Task statement | Locate the line with "Quickstart: pass the photo below" in the material. Copy that line and each one after it, through the last, exactly and with nothing else.

::: Supplied material

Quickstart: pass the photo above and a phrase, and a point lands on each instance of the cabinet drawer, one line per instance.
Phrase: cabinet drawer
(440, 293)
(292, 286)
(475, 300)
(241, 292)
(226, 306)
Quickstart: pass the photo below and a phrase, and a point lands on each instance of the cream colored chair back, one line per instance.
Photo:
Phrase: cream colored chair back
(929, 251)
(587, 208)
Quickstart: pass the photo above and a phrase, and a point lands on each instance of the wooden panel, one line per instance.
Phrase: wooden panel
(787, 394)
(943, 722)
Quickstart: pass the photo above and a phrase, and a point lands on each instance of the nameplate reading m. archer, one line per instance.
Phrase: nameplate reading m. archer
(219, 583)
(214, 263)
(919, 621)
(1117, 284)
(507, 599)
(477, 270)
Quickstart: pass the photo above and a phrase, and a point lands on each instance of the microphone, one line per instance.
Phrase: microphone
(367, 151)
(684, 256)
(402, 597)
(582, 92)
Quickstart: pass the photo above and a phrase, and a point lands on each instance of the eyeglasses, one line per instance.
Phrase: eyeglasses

::::::

Answer for this exercise |
Quickstart: pass the photo below and a phrase, and a point lands on each instance of the cream colored chair back, one line per instance.
Photo:
Phrase: cream colored chair back
(929, 251)
(587, 208)
Quickstart: pass the photo above and a phrase, and a point lands on each instance of the wooden panel, one line per instance.
Phrase: wooden panel
(787, 394)
(943, 722)
Quickstart: pass the photo above and a phrase, and a point lands on each instance of the nameplate reading m. archer, one line per instance.
Phrase: nameplate reading m. archer
(219, 583)
(214, 263)
(919, 621)
(1117, 284)
(507, 599)
(477, 270)
Quickstart: pass the photo above and a phrase, and a point lands on each instance of the microphone, one line per instance.
Phrase: microphone
(367, 151)
(684, 256)
(402, 597)
(582, 92)
Quickstart: pass the photo above and a phrase, and a point lands on each instance of the eyeglasses, one line per instance.
Phrase: eyeglasses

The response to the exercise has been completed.